● List of tasks:
(1) In the Laravel uniqueness question, what did the writer log inside the function to confirm the value is always a string?
(2) According to the Laravel uniqueness question, why can't a player named "987" be added when the database already holds a player called "9.87e2"? Answer in one to three sentences.
(3) Retype everything from "I have a table" down to "function passes($attribute, $value)" in the Laravel uniqueness question.

● Passage provided:
++++++++++

2

I have a table of players with a field called name (which is a string, of course). When adding a player to the database, I check for uniqueness using a custom rule:

public function passes($attribute, $value)
{
    return !($this->players->where('name', $value)->count());
}

This works most of the time. I noticed, however, that strings are cast to numbers whenever possible. For example, if there is a player with the name "123", then I cannot add a new player whose name is "0000123" or "123." or other such variations with leading or trailing zeroes. Or, for example, if the DB has a player called "9.87e2", then I can't add "987".

As a sanity check, I logged gettype($value) inside the function and confirmed that it is always a string. I then tried replicating the issue in a SQL sandbox, but everything worked as expected. Does that mean this is a bug in Laravel?

++++++++++

● Record list:
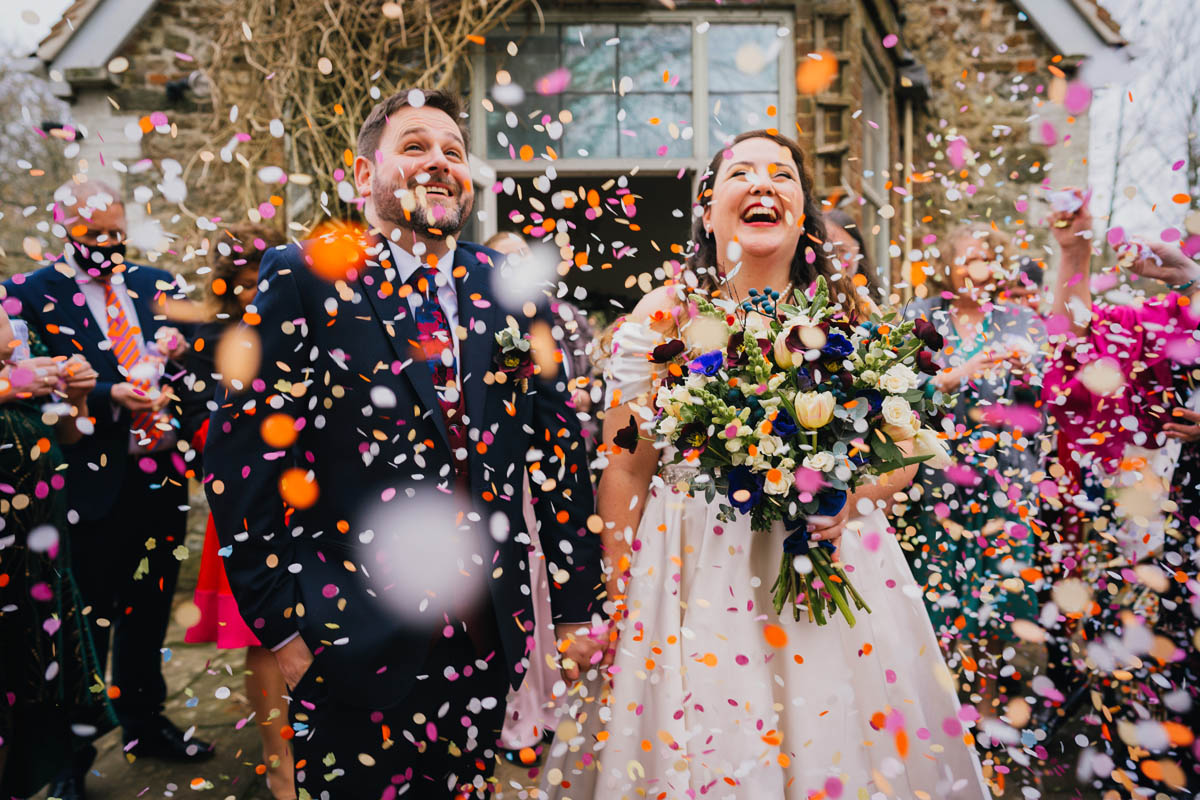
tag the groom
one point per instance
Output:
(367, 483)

++++++++++

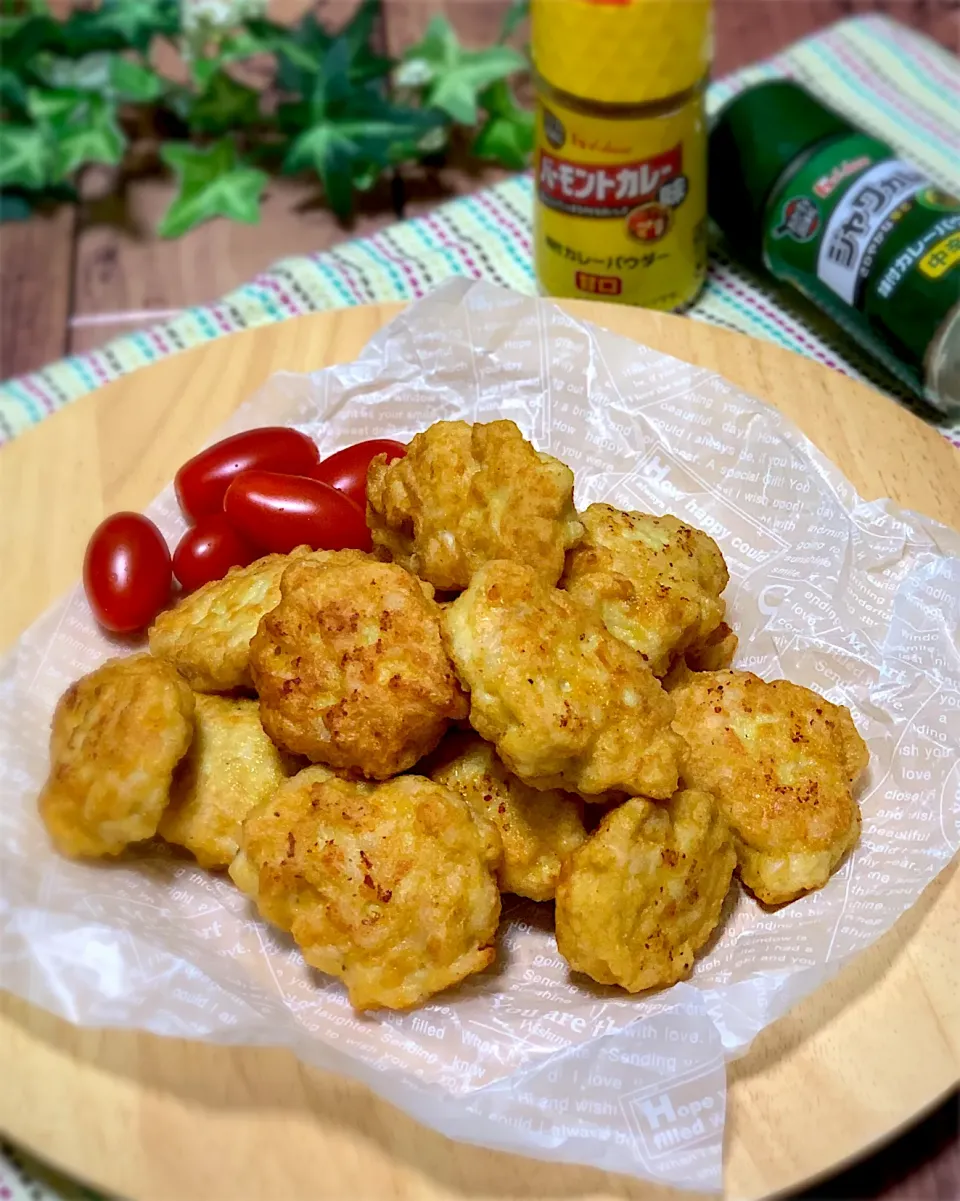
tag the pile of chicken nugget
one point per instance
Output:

++++++++++

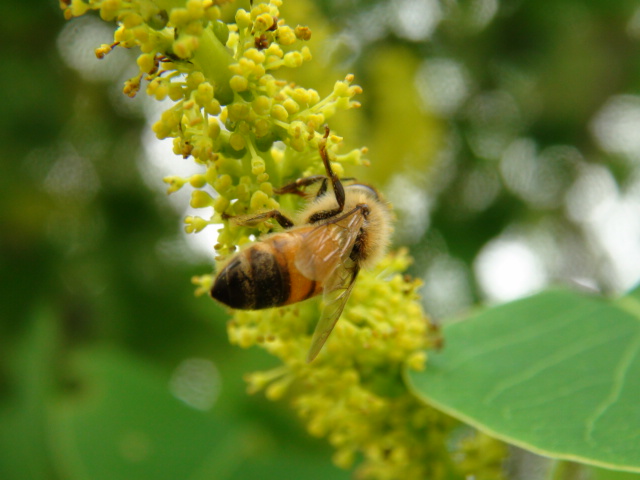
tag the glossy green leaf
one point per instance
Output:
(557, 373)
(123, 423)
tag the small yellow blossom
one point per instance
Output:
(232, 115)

++++++++++

● Answers:
(1) gettype($value)

(2) The writer observed that strings are cast to numbers whenever possible, so "9.87e2" and "987" are treated as the same value. The custom rule therefore finds a match and reports that the name isn't unique.

(3)
I have a table of players with a field called name (which is a string, of course). When adding a player to the database, I check for uniqueness using a custom rule:

public function passes($attribute, $value)